**Written instruction**
Lay out the records, from their first line through the line containing "[421,46,468,90]", as a Markdown table with the columns Row and Line, one line per row and no blank lines. Leave the pictures out of the table.

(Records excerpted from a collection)
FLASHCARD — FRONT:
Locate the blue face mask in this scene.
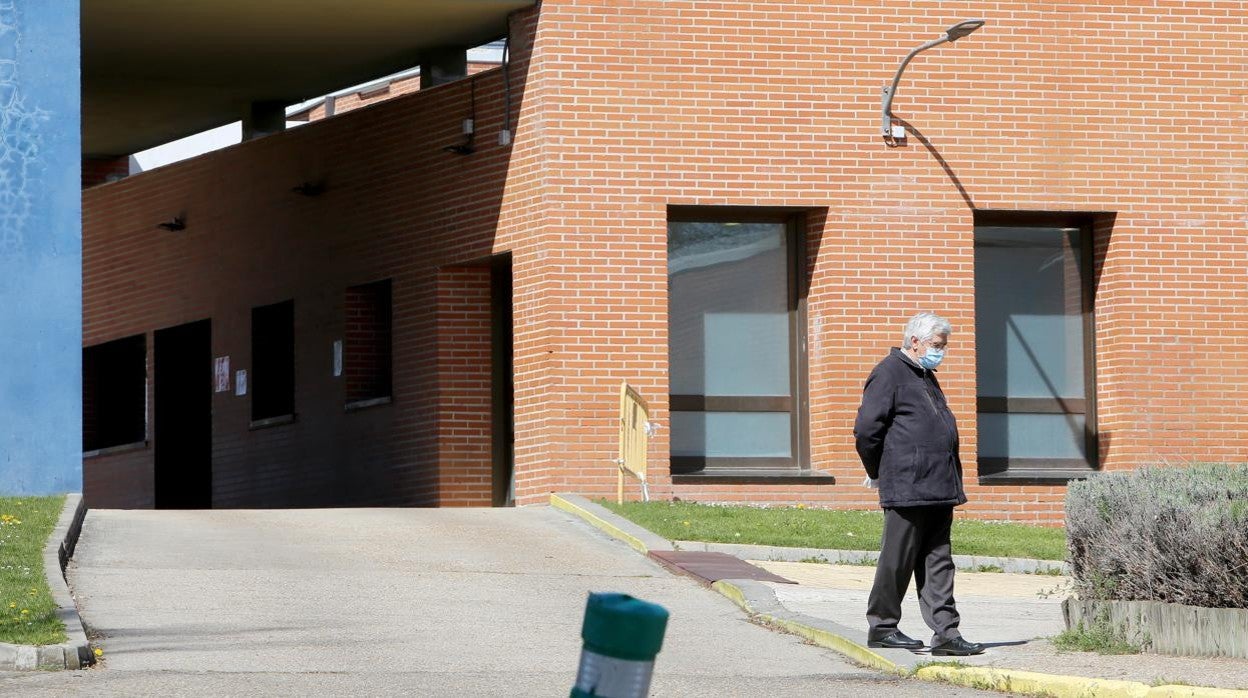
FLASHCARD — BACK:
[919,347,945,371]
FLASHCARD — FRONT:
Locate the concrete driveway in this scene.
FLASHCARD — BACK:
[0,507,986,697]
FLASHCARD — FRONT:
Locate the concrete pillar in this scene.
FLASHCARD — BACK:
[242,101,286,141]
[0,0,82,496]
[421,46,468,90]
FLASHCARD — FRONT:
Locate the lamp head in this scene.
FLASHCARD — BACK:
[945,20,985,41]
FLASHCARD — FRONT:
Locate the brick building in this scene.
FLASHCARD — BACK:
[82,0,1248,522]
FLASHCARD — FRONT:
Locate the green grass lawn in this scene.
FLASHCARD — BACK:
[599,499,1066,559]
[0,497,66,644]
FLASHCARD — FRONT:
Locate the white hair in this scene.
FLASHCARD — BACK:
[901,312,953,347]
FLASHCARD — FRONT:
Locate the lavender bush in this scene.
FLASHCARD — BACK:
[1066,465,1248,608]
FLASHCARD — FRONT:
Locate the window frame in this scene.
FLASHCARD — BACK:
[82,332,151,458]
[664,206,810,483]
[972,211,1101,484]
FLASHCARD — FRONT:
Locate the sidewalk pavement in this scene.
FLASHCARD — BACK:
[552,494,1248,698]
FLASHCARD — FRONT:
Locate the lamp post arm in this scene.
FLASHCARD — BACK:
[882,36,951,136]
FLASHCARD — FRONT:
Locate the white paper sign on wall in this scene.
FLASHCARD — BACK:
[212,356,230,392]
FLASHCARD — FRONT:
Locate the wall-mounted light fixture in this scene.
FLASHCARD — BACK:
[291,182,324,196]
[156,216,186,232]
[442,77,477,155]
[882,20,985,145]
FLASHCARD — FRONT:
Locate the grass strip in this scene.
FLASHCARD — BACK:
[0,496,66,644]
[598,499,1066,559]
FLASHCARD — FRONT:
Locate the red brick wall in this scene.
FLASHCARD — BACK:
[438,266,493,507]
[342,280,393,403]
[521,0,1248,522]
[84,9,534,507]
[84,0,1248,522]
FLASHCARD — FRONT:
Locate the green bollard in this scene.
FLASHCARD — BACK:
[572,593,668,698]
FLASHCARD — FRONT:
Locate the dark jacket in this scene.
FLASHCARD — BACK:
[854,348,966,508]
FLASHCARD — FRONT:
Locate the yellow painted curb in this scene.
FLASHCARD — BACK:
[759,616,910,676]
[710,579,907,676]
[915,666,1148,698]
[1148,686,1248,698]
[915,666,1248,698]
[550,494,650,554]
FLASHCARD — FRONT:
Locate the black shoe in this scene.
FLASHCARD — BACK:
[932,637,983,657]
[866,631,924,649]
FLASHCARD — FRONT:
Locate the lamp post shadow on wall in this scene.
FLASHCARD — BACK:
[880,19,985,211]
[894,116,976,211]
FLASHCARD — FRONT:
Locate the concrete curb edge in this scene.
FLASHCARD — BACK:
[673,541,1068,574]
[550,492,674,554]
[915,666,1248,698]
[711,579,911,676]
[0,493,95,671]
[550,493,1248,698]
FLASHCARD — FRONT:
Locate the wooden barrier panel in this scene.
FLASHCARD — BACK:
[615,381,650,504]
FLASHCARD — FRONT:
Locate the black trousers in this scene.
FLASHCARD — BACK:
[866,507,962,646]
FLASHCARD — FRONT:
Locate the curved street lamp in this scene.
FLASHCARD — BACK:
[882,20,985,140]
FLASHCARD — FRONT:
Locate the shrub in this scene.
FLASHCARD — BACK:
[1066,465,1248,608]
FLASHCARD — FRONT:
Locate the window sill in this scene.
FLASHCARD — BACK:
[247,413,295,431]
[344,396,391,412]
[82,441,147,460]
[671,468,836,484]
[978,468,1099,484]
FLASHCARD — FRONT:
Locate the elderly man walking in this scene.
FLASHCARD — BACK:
[854,312,983,657]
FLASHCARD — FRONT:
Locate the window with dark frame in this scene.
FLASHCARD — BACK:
[975,214,1097,481]
[342,278,392,405]
[668,209,809,477]
[82,335,147,451]
[248,301,295,422]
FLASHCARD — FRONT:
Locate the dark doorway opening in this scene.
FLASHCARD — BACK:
[154,320,212,509]
[489,255,515,507]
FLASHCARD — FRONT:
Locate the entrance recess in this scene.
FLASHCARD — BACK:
[154,320,212,509]
[489,255,515,507]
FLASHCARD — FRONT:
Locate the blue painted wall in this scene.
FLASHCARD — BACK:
[0,0,82,494]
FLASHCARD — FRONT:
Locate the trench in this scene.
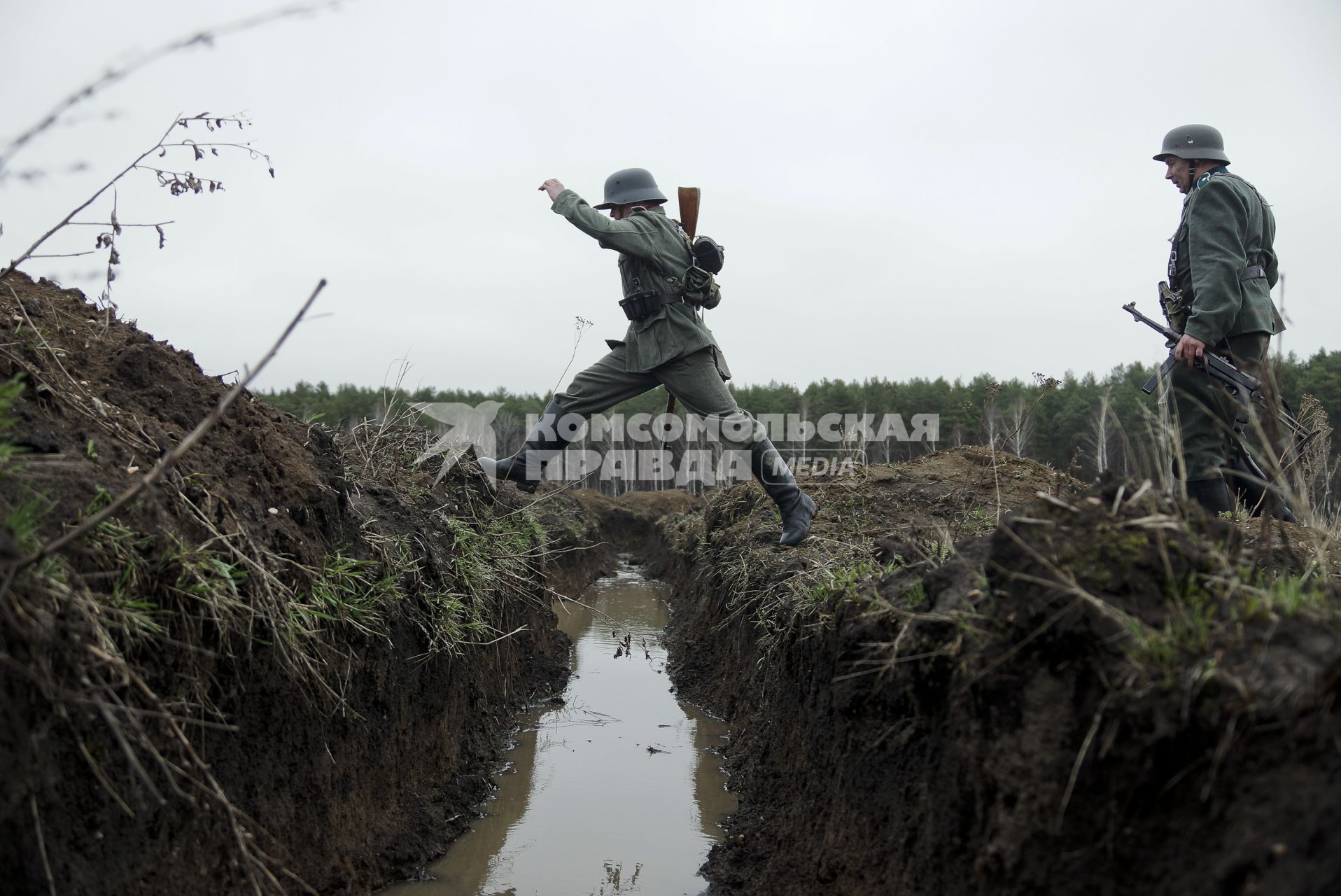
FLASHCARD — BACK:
[381,556,736,896]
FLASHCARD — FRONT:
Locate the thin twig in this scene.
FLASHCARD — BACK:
[1054,691,1113,833]
[0,115,181,278]
[28,794,56,896]
[0,0,338,178]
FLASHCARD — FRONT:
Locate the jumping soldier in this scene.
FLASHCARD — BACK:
[1155,125,1285,512]
[480,168,815,546]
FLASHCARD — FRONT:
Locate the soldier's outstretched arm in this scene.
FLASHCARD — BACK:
[540,180,656,259]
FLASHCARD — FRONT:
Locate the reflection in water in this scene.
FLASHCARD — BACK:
[384,566,735,896]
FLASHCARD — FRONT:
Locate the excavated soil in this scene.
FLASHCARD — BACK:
[0,268,1341,896]
[654,449,1341,896]
[0,274,615,893]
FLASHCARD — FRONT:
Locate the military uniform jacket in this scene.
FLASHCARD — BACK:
[552,189,717,373]
[1170,167,1285,346]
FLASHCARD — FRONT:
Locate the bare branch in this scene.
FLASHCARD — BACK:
[0,0,339,178]
[0,118,177,278]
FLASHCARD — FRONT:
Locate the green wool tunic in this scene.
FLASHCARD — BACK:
[552,189,717,373]
[1170,167,1285,346]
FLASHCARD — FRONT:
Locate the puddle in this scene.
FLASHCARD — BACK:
[381,564,736,896]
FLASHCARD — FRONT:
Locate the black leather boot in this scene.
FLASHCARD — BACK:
[1187,476,1234,517]
[479,400,568,492]
[750,439,818,547]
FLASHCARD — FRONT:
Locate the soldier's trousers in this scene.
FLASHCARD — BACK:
[1170,332,1271,482]
[554,344,766,451]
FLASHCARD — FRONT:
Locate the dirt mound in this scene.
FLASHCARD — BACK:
[0,274,598,893]
[663,451,1341,895]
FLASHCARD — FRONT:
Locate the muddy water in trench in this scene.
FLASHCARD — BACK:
[382,564,735,896]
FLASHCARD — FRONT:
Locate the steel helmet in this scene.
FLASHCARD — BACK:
[596,168,666,209]
[1155,125,1230,165]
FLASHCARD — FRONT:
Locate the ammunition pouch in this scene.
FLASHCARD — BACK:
[691,236,726,274]
[619,293,685,321]
[1160,280,1192,332]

**Response to the task**
| Row | Line |
|---|---|
| 1 | FLASHCARD — FRONT: |
| 2 | Locate the blue face mask in this scene. |
| 3 | FLASHCARD — BACK: |
| 4 | [919,347,945,371] |
| 5 | FLASHCARD — FRONT: |
| 6 | Locate the concrete driveway in this scene. |
| 7 | FLASHCARD — BACK: |
| 8 | [0,507,986,697] |
| 9 | FLASHCARD — FRONT: |
| 10 | Locate the concrete pillar in this scene. |
| 11 | FLASHCARD — BACK: |
| 12 | [242,101,286,141] |
| 13 | [0,0,82,496] |
| 14 | [421,46,468,90] |